- Stored dataset items:
— BEGIN —

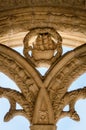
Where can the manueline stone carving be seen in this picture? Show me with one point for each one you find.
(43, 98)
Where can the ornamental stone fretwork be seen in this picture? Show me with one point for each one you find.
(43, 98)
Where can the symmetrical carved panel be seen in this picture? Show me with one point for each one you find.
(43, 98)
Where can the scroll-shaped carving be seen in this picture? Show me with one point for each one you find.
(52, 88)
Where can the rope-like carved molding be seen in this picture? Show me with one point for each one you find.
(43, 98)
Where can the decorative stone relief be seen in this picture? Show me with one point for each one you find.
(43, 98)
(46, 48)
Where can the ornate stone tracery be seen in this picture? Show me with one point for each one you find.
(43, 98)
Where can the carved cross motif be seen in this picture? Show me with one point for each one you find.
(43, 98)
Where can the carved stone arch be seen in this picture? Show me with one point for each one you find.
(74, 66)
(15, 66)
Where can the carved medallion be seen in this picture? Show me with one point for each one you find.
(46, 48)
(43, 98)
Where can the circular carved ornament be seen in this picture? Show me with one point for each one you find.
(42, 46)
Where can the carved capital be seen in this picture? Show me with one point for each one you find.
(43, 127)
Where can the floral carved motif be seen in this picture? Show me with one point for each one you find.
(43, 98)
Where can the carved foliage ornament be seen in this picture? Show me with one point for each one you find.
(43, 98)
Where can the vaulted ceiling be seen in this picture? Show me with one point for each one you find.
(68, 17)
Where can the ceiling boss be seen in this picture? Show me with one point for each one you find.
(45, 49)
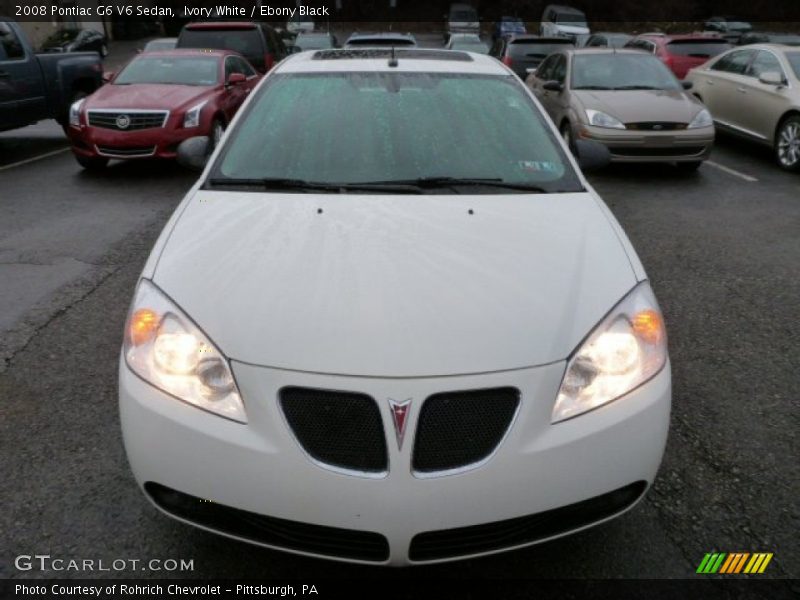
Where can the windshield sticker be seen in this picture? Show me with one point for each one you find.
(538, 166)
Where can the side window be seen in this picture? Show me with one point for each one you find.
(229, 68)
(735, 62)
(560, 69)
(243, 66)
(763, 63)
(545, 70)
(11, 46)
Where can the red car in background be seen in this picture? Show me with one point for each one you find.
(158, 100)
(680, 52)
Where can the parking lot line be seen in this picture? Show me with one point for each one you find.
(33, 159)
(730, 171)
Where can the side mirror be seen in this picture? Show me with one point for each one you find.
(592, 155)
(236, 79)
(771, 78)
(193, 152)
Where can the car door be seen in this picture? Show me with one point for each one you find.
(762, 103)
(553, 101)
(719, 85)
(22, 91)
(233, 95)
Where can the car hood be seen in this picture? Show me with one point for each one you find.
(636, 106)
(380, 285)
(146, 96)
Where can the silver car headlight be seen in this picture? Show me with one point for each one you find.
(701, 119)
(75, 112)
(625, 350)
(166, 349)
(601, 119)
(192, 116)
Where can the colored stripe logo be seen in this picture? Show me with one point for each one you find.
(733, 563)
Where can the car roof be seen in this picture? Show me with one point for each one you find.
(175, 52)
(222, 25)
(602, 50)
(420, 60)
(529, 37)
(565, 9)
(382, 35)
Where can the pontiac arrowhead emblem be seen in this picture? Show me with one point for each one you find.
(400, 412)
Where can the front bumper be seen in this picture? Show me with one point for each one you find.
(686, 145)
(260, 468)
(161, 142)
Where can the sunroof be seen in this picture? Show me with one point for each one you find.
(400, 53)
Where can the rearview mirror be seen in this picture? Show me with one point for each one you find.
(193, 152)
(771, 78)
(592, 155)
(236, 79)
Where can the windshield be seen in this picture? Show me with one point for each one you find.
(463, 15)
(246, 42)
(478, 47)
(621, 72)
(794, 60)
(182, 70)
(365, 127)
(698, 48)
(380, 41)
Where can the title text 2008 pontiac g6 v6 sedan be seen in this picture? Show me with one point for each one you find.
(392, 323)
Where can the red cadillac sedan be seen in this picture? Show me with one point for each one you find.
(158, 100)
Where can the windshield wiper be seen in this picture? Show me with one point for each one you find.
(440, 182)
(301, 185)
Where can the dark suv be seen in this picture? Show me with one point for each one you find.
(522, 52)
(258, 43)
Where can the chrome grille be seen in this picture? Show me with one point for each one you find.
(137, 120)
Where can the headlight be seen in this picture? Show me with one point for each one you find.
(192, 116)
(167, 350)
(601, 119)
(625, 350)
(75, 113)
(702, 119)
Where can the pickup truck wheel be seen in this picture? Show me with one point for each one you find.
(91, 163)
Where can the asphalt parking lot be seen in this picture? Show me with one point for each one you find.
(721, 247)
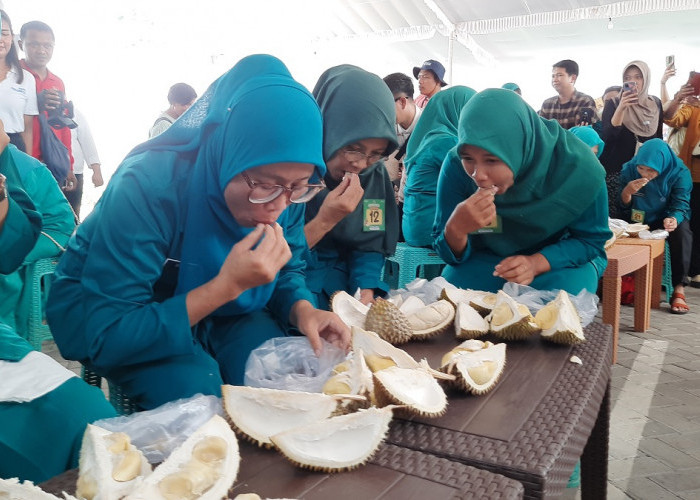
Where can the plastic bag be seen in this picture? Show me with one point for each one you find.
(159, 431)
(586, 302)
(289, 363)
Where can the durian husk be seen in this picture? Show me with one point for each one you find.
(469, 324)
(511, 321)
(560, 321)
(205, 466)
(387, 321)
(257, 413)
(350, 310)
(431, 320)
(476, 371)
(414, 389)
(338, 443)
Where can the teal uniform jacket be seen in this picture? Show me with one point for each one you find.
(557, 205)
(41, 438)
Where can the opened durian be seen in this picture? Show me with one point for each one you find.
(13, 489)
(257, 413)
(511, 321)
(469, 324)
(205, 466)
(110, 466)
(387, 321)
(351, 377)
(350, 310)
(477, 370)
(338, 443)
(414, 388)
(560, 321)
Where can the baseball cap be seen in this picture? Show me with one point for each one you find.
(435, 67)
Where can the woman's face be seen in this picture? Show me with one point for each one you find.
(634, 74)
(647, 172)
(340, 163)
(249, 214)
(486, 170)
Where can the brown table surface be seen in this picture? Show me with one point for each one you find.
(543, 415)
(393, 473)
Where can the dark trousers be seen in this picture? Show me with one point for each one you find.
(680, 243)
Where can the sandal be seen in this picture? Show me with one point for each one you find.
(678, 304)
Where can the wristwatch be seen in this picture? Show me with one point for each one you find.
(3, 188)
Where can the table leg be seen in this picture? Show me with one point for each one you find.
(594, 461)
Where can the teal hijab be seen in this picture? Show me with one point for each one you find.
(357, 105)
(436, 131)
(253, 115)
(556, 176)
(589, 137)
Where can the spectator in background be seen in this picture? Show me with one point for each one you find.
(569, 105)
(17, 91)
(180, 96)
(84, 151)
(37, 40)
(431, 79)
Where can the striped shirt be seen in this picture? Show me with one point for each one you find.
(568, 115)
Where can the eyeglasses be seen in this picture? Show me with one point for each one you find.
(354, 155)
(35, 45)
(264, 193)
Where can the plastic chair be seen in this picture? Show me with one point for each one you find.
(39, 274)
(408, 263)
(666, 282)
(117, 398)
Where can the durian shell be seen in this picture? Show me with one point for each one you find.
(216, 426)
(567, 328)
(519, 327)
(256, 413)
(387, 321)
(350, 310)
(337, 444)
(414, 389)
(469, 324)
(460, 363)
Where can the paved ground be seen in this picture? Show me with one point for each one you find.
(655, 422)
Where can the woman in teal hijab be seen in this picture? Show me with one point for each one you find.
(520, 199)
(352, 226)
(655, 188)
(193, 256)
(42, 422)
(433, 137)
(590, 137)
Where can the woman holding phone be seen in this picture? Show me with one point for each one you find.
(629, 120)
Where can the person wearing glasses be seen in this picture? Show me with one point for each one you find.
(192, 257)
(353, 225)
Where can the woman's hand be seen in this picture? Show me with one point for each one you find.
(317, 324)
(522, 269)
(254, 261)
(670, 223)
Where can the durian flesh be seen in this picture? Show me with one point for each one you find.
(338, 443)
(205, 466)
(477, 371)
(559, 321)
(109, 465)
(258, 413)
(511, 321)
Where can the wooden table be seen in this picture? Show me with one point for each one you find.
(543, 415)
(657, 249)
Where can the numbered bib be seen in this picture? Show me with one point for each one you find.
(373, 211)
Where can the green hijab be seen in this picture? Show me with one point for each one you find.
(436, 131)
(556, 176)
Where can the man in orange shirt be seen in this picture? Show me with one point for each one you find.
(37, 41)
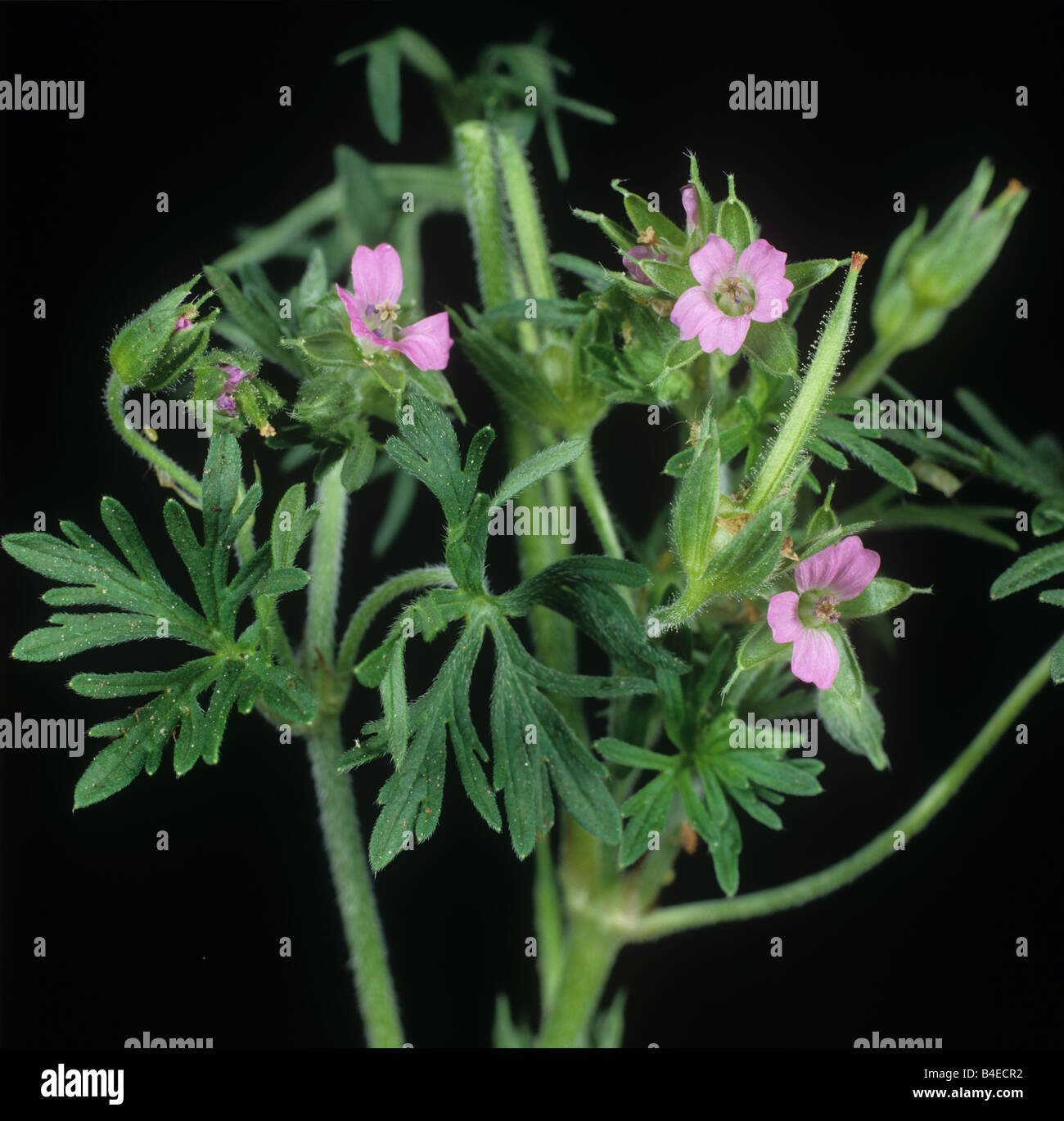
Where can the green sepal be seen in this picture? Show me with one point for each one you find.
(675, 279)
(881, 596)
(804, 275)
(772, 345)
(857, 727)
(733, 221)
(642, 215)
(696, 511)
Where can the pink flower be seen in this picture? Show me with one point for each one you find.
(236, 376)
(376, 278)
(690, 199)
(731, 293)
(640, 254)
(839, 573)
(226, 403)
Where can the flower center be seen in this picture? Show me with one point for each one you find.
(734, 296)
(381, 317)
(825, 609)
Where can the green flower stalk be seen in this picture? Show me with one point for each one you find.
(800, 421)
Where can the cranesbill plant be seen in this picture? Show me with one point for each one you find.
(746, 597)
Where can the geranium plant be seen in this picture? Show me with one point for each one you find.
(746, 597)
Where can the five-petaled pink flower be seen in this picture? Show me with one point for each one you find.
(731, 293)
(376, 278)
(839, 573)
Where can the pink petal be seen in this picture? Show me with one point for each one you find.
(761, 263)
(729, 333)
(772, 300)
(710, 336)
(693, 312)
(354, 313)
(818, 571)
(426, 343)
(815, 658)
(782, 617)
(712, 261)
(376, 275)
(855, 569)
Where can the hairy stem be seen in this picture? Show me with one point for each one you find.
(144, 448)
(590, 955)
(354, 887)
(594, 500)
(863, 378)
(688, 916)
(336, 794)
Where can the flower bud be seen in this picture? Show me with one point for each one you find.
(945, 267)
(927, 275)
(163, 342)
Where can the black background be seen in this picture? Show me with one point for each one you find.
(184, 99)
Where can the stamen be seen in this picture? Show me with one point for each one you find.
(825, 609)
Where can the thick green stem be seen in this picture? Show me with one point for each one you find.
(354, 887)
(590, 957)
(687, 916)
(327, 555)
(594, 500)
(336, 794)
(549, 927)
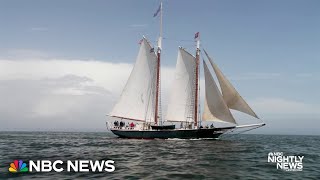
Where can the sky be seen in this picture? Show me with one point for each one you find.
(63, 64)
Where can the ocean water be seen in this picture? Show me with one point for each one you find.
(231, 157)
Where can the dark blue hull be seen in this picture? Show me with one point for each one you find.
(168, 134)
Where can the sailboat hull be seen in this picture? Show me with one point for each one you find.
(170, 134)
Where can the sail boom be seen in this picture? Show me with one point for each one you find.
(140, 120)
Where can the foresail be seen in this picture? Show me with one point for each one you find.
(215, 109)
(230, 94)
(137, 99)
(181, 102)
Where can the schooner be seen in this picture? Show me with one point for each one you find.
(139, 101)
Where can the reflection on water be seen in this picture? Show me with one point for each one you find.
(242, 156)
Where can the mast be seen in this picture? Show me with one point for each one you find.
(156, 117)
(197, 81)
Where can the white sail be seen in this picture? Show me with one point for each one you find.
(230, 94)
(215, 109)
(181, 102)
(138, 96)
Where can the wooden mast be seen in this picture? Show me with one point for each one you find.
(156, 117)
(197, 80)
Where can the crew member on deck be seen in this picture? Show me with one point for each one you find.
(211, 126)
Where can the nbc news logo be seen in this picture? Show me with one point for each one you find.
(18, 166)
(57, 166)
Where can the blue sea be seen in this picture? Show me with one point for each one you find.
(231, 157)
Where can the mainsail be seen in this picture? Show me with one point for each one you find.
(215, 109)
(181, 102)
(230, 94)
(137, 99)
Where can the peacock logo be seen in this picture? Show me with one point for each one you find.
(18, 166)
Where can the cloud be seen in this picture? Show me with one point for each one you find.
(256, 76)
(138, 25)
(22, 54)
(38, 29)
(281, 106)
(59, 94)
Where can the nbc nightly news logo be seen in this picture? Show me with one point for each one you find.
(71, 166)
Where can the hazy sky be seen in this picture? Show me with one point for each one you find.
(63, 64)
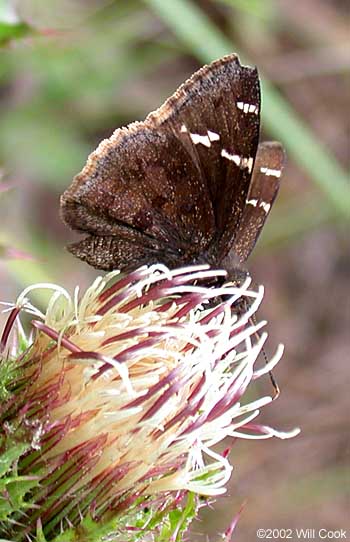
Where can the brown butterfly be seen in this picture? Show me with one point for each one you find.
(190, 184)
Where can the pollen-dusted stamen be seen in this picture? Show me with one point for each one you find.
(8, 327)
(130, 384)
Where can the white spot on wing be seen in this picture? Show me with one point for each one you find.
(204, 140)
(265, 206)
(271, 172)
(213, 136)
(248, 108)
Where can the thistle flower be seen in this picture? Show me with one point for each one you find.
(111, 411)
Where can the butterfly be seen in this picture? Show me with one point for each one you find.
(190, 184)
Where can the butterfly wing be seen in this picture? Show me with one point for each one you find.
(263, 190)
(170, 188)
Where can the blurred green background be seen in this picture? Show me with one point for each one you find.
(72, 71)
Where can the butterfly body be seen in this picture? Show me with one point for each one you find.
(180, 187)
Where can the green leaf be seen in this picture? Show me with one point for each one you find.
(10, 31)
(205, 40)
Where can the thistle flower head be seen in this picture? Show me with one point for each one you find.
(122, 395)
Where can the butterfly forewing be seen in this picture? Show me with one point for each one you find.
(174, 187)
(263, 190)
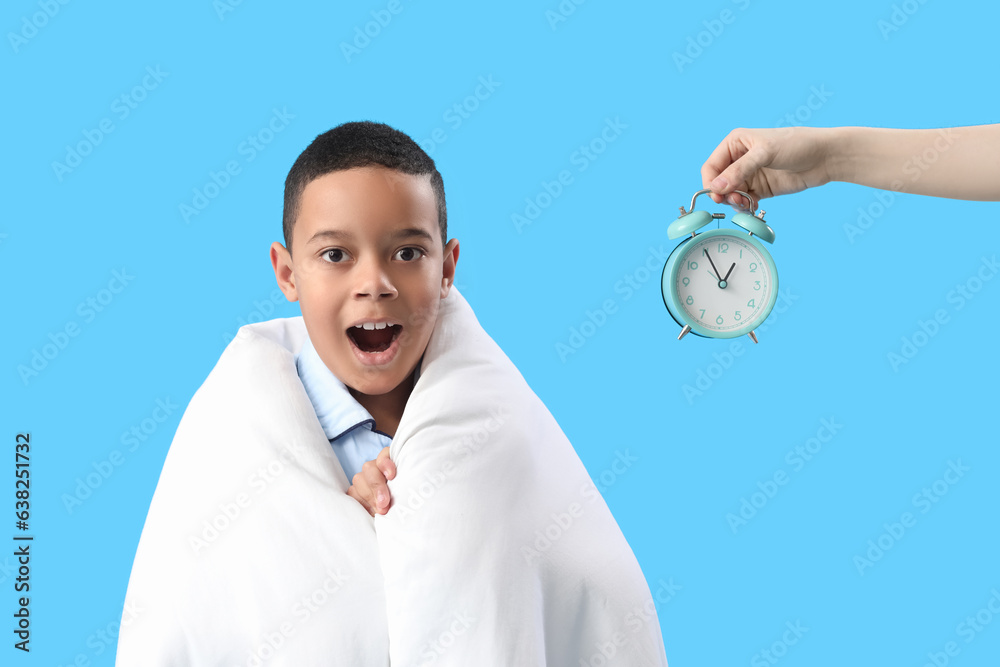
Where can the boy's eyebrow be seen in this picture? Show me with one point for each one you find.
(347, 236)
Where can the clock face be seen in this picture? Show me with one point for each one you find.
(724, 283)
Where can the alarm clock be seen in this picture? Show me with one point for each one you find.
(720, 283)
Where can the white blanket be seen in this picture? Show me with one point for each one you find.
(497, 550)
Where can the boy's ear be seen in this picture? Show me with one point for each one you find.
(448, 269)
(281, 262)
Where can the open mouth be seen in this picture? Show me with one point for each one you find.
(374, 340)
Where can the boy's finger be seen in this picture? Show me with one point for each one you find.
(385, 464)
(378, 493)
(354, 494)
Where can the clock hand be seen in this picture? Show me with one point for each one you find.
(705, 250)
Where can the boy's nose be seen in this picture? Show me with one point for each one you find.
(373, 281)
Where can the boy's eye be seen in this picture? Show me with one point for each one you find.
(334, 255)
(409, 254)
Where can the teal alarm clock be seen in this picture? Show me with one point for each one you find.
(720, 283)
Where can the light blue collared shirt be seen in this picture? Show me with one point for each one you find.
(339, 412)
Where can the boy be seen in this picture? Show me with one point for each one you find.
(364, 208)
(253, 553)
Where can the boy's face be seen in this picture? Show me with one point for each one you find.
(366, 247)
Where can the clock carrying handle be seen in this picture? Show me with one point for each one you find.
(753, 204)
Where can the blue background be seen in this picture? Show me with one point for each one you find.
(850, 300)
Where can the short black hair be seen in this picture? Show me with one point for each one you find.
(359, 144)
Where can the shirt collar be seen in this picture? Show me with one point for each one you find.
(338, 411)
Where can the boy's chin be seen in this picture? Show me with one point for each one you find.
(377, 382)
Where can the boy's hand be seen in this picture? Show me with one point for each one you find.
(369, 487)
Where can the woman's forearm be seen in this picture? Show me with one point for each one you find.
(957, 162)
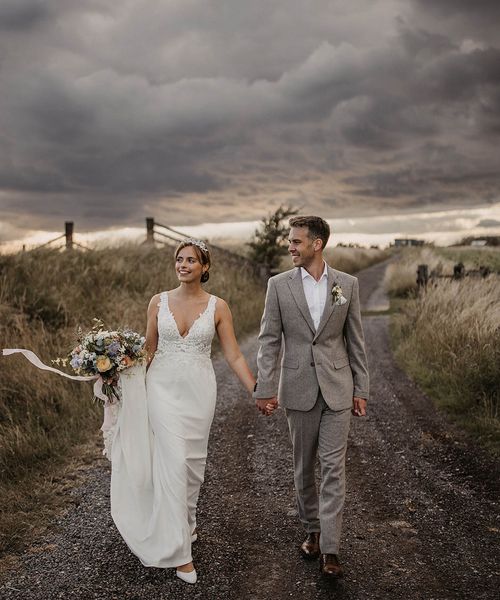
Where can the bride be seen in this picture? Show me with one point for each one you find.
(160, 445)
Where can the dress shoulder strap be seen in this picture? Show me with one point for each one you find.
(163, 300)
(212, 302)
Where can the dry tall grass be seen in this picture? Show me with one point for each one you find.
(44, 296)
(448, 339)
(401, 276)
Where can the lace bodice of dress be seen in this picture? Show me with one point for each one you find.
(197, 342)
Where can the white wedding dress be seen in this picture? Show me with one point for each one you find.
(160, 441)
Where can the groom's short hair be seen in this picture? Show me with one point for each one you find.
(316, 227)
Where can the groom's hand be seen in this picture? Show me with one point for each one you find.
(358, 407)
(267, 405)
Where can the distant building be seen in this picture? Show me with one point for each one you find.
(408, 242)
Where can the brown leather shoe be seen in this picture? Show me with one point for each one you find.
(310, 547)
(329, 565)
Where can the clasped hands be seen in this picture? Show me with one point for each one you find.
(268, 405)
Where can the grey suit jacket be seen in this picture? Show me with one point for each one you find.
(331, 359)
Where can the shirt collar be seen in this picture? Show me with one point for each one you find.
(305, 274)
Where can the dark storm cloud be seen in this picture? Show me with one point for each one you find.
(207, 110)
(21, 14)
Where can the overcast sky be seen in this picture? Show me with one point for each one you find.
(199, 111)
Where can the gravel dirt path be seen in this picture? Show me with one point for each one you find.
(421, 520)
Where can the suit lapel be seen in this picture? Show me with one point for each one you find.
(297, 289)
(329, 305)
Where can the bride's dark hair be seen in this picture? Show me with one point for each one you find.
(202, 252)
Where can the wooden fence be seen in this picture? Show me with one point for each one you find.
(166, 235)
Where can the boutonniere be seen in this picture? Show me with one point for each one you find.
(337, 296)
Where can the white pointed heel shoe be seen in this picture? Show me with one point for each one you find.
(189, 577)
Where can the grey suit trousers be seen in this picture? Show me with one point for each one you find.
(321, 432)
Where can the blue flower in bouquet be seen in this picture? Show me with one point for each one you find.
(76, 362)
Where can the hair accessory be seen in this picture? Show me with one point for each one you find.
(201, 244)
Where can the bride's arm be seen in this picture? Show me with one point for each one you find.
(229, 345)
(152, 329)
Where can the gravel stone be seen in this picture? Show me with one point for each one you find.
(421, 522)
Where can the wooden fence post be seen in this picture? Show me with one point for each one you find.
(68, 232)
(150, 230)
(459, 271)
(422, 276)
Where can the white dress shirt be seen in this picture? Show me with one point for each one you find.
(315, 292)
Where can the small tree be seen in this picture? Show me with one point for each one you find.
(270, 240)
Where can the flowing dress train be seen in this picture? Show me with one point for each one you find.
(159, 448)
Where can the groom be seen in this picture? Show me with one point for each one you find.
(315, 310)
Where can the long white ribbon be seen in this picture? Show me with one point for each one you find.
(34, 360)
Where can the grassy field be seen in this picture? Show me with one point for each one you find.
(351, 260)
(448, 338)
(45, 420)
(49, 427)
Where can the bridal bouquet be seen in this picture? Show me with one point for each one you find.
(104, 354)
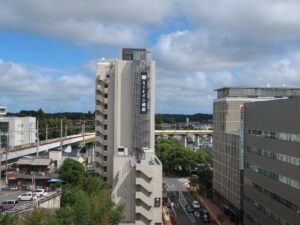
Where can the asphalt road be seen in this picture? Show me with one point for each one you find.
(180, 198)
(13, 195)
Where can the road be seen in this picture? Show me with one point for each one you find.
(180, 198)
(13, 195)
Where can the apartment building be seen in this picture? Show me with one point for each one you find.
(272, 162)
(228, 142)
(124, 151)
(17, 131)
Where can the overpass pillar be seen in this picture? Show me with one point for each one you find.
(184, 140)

— END —

- TASK DETAILS:
Restate word for word, please, the line containing "Where can the white pointed" and all lines after it through the end of the material; the pictures do not belong in the copy.

- THE ANSWER:
Where can the white pointed heel shoe be seen in this picture? Show me with one point for each one you find.
(189, 577)
Where can the grey suit trousers be seen in this picture? Show me with one point for each one you find.
(321, 432)
Where can the blue flower in bouquet be seen in this picture? Show me with one point for each one you find.
(76, 362)
Where can the hair accessory be seen in this picture? Show me with one point for each one you find.
(201, 244)
Where can the bride's arm be seen in this picture? Show me with one point for each one you find.
(229, 345)
(152, 329)
Where can the gravel stone be seen in this picture? Show me with one point for each one you find.
(421, 522)
Where can the wooden fence post be seen in this picture? Show me with one point for each one you find.
(68, 232)
(150, 230)
(459, 271)
(422, 276)
Where can the white dress shirt be seen in this picture? Show me with one point for each one you find.
(315, 292)
Where can the small tree be seen in this picture? Show me with one point for each one you find.
(270, 240)
Where can the flowing dress train be seen in this picture? Show me with one point for each one you find.
(159, 448)
Where can the groom be seen in this picture? Show me with one point for each one you find.
(315, 310)
Where can the long white ribbon be seen in this picture? Show me with one point for each one you find.
(34, 360)
Where can the grassy field be seen in this picture? Show me with one point for each one you find.
(351, 260)
(448, 338)
(45, 420)
(49, 427)
Where can the bridal bouquet be seen in this picture? Show me with one point for each one you find.
(104, 354)
Where can the asphalt road be seen in this picture? Show me with one point for each one you find.
(180, 198)
(13, 195)
Where can the road be seen in this picture? Show me with one point for each one you find.
(180, 198)
(13, 195)
Where can the apartment building be seen in this picture? Show me with one point for each one you find.
(272, 162)
(228, 142)
(124, 151)
(17, 131)
Where can the overpass pillar be seen in this picture? Show me with one point for each one you find.
(184, 140)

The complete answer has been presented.